REQUIRED WORK => Whenever a line below holds the word "main", count it; then give the total and nothing else.

INPUT =>
□ □ □

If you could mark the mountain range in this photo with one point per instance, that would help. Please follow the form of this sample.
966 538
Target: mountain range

□ □ □

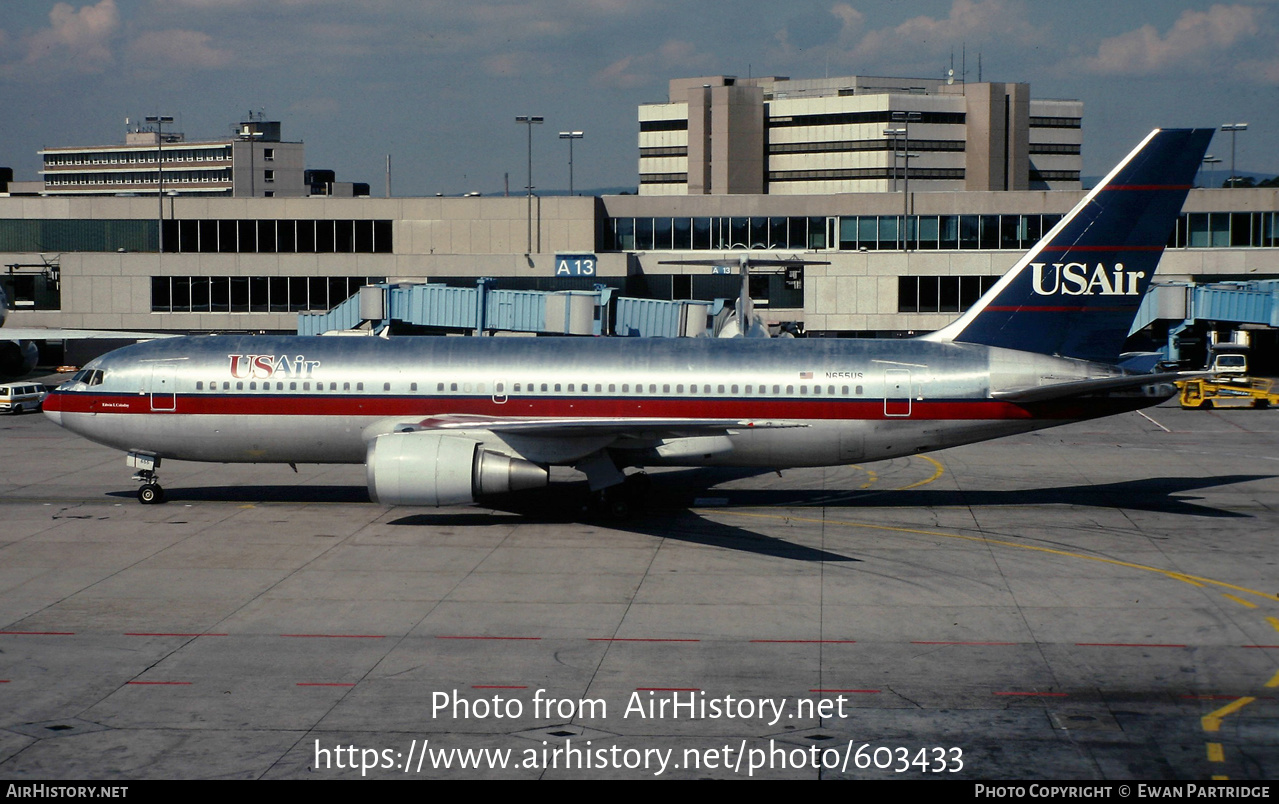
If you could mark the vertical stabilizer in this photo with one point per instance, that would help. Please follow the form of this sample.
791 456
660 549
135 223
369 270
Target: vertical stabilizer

□ □ □

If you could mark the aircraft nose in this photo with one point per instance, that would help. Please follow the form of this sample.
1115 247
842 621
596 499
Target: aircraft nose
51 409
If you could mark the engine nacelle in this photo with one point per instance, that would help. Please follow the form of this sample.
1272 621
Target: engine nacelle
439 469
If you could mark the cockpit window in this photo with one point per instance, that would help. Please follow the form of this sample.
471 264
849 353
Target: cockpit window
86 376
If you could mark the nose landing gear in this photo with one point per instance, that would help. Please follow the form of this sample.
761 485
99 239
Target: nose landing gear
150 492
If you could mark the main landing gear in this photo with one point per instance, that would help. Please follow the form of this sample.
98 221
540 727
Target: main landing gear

□ □ □

RESULT OF THE TASK => 2